# start of Reading text

Is this the starting formula by the way?

$$M = \left( \frac{W \times L}{2} \times \frac{L}{2} \right) - \left( \frac{W \times L}{2} \times \frac{L}{4} \right)$$
 
Hi Jameson, Happy New Year and thanks very much for getting back to me!

So, the equation definitely looks better in that format (i was using microsoft excel before). I'll try to mutiply both terms by 4 below (Sorry, I'm not used to using proper math input formatting)...

\[ M=(\frac{W x L}{2}) x (\frac{L}{2}) - (\frac{W x L}{2}) x (\frac{L}{4}) \]

\[ Mx4=(\frac{W x L}{2}) x (\frac{L}{2}) x 4 - (\frac{W x L}{2}) x (\frac{L}{4})x 4 \]

\[ Mx4=(({W x Lx2}) x (Lx2)) - ({W x Lx2}) x L \]

Then, if that's right?... could i divide everything by 'L'?

\[ (\frac{Mx4}{L})=(({W x Lx2}) x L) - ({W x Lx2}) \]

I'm not really sure about that, or if it's right, where to go from here. Think I'm getting confused about which parts of the term i should apply the 'action' to (ie. both sides of the '-', or both sides of the 'x' on both sides of the '-')

# end of Reading text
# start of Material

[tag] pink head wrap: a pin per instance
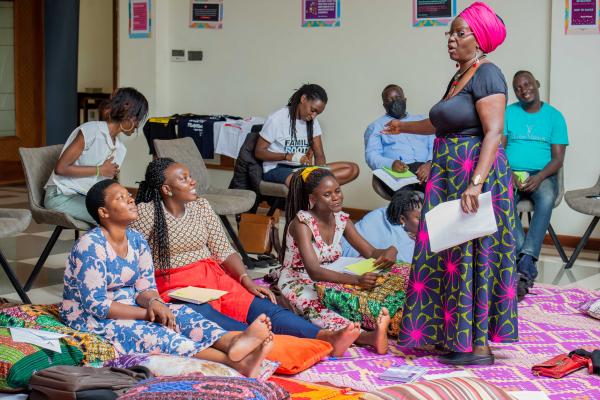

# end of Material

:: Goal A ::
Rewrite the paragraph of the formula thread that begins "So, the equation definitely looks better" in a shorter form, keeping its main facts.
:: Goal B ::
Please carry on the formula thread from its last sentence.
The lines above come from a different source.

:: Response A ::
The equation looks clearer in this format than in Microsoft Excel, which I used before. Below, I'll try multiplying both terms by 4, though I'm not used to proper math input formatting.

:: Response B ::
Sorry, hard to explain in writing but really appreciate your help
 
Samwise-zambeezi said:
Hi Jameson, Happy New Year and thanks very much for getting back to me!

So, the equation definitely looks better in that format (i was using microsoft excel before). I'll try to mutiply both terms by 4 below (Sorry, I'm not used to using proper math input formatting)...

\[ M=(\frac{W x L}{2}) x (\frac{L}{2}) - (\frac{W x L}{2}) x (\frac{L}{4}) \]

\[ Mx4=(\frac{W x L}{2}) x (\frac{L}{2}) x 4 - (\frac{W x L}{2}) x (\frac{L}{4})x 4 \]

\[ Mx4=(({W x Lx2}) x (Lx2)) - ({W x Lx2}) x L \]

Then, if that's right?... could i divide everything by 'L'?

\[ (\frac{Mx4}{L})=(({W x Lx2}) x L) - ({W x Lx2}) \]

I'm not really sure about that, or if it's right, where to go from here. Think I'm getting confused about which parts of the term i should apply the 'action' to (ie. both sides of the '-', or both sides of the 'x' on both sides of the '-')

Sorry, hard to explain in writing but really appreciate your help
Please don't use "x" for times. It can get very confusing. Either just write WL or W*L or [math]W ]cdot L[/math].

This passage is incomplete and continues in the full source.